What is required:
Reproduce unchanged every line of the rows from the line with "task | place one marker on every instance of the carved" to the line with "[(471, 618), (461, 64), (118, 613)]", including both of those lines.

[start Dataset records]

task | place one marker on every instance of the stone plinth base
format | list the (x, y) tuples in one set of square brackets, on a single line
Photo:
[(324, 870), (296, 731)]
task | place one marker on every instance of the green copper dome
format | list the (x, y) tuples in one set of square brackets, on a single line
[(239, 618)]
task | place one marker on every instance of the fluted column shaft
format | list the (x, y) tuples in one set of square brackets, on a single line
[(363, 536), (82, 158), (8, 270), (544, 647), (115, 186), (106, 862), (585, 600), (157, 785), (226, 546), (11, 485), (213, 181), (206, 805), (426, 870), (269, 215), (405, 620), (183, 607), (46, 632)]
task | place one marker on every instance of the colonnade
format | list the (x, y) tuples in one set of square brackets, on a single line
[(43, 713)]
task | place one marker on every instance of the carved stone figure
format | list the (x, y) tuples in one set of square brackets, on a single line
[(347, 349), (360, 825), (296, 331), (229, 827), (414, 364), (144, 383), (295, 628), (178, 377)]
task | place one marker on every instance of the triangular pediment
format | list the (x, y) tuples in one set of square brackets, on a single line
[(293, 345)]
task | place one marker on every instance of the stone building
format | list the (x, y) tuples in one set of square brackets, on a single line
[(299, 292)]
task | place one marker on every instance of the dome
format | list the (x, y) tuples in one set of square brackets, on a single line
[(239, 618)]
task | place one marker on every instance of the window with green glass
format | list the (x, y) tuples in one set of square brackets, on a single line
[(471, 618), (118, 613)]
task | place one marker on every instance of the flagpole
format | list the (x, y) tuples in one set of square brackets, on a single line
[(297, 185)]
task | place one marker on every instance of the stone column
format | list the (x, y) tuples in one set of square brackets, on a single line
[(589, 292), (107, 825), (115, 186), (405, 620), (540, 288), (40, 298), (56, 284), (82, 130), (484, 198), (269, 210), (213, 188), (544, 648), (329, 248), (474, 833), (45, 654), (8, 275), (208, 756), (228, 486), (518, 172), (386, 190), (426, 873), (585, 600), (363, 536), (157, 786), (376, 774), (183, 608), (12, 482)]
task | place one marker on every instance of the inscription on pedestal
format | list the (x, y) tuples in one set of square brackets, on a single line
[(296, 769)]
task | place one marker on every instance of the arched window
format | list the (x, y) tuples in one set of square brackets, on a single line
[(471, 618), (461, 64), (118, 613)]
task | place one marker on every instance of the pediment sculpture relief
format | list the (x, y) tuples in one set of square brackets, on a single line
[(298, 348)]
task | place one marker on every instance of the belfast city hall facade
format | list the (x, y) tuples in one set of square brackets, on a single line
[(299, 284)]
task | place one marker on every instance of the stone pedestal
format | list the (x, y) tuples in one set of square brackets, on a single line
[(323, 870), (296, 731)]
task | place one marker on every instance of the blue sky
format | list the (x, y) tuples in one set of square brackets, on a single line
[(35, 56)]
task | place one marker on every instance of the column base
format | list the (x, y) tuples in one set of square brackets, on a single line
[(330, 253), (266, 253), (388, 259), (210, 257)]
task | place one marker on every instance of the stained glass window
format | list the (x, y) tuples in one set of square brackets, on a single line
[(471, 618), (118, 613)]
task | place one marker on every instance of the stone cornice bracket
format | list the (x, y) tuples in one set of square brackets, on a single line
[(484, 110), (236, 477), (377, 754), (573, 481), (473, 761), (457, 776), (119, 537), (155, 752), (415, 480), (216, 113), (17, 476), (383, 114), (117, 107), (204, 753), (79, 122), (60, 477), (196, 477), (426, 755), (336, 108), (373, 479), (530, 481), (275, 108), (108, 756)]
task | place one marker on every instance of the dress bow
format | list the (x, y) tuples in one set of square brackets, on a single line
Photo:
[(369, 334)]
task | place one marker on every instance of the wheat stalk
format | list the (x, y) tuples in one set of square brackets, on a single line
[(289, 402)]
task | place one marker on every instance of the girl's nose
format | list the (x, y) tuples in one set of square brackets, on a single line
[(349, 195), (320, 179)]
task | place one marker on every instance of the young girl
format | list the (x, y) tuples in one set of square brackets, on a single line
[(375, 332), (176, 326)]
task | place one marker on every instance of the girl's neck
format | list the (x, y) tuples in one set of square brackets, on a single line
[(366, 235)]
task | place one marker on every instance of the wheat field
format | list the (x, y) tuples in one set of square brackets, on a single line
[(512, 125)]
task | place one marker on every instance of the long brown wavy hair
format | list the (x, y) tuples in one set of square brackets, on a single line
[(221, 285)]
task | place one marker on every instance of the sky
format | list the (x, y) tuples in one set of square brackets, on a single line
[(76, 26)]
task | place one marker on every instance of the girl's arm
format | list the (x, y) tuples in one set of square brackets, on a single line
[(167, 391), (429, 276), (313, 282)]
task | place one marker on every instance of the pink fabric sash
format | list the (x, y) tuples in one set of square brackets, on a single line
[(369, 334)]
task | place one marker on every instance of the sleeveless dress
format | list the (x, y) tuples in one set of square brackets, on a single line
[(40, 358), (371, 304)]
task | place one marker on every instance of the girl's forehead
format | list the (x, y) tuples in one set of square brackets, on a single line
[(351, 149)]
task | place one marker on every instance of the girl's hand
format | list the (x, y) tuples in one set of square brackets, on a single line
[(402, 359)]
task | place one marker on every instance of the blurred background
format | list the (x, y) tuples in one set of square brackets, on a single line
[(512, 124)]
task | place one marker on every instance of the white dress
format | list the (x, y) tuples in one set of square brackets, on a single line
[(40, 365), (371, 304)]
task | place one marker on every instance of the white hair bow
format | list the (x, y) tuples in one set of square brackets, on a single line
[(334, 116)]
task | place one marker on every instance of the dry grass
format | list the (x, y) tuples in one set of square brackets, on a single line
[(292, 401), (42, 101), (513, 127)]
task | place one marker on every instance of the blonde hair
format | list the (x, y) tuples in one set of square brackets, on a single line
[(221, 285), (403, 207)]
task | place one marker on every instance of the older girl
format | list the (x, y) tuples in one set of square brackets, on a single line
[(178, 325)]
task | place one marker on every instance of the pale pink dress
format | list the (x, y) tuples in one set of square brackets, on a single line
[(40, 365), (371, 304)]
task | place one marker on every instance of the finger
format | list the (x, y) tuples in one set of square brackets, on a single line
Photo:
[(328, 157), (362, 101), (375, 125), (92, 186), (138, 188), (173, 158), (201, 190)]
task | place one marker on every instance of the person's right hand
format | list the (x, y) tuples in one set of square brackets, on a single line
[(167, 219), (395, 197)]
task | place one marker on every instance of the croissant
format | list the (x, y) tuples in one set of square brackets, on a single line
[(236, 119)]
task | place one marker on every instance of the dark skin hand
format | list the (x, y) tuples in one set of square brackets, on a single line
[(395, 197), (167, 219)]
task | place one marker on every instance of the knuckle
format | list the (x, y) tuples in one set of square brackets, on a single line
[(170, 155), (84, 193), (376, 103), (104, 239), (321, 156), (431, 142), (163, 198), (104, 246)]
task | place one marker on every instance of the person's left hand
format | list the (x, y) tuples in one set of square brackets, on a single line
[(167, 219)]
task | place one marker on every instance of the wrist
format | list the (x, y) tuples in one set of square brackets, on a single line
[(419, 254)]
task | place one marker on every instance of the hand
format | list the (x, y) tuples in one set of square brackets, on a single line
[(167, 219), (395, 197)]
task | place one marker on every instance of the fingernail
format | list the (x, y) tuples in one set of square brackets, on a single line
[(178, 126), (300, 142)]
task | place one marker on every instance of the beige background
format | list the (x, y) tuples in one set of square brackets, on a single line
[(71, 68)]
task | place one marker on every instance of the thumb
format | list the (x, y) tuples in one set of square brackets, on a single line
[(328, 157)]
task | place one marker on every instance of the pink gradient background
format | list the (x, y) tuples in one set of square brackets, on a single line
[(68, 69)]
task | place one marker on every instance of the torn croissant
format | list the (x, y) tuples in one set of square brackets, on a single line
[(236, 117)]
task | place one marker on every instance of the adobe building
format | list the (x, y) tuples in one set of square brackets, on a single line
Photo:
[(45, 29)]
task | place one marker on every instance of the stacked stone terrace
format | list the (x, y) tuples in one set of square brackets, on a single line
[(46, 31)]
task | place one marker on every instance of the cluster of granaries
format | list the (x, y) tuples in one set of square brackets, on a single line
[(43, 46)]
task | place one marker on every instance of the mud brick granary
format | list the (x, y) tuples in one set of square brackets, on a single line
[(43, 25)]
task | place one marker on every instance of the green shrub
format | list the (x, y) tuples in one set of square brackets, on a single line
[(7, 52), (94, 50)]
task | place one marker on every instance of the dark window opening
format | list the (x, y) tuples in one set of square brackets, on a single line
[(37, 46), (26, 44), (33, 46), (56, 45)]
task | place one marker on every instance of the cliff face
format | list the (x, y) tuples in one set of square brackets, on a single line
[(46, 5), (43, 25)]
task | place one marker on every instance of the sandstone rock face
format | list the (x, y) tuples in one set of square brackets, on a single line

[end Dataset records]

Solution:
task | place one marker on every instance of the carved stone figure
format | list the (x, y) tuples in one set of square brackets, on a single line
[(347, 349), (360, 825), (296, 331), (229, 827), (414, 364), (144, 383), (295, 628), (178, 377)]
task | place one marker on every instance of the triangular pediment
format | list the (x, y) tuples in one set of square brackets, on a single line
[(293, 345)]
task | place one marker on every instance of the stone building
format | list the (x, y) tuples in one set of square brackets, on a single line
[(299, 292)]
task | place one marker on every instance of the dome
format | list the (x, y) tuples in one set of square brackets, on a single line
[(239, 618)]
task | place one marker on every instance of the window with green glass
format | list the (x, y) tuples in one set of square brackets, on a single line
[(471, 618), (118, 613)]
task | place one marker on every instance of the flagpole
format | list the (x, y) tuples in one set of square brackets, on a single line
[(297, 185)]
task | place one marker on every instance of the stone column
format | list the (x, y) tuples in one set of square brackets, on a single line
[(589, 292), (107, 825), (115, 186), (405, 620), (540, 288), (40, 298), (56, 284), (82, 130), (484, 198), (269, 210), (213, 188), (544, 648), (329, 248), (474, 833), (45, 654), (8, 275), (208, 756), (228, 486), (518, 172), (386, 190), (426, 873), (585, 600), (363, 536), (157, 786), (376, 774), (183, 608), (12, 482)]
task | place one marker on every instance of the inscription on pedestal
format | list the (x, y) tuples in one set of square brackets, on a single line
[(296, 769)]
task | place one marker on every instance of the arched window
format | list the (x, y) tuples in one set of square brackets, on a single line
[(471, 618), (461, 64), (118, 613)]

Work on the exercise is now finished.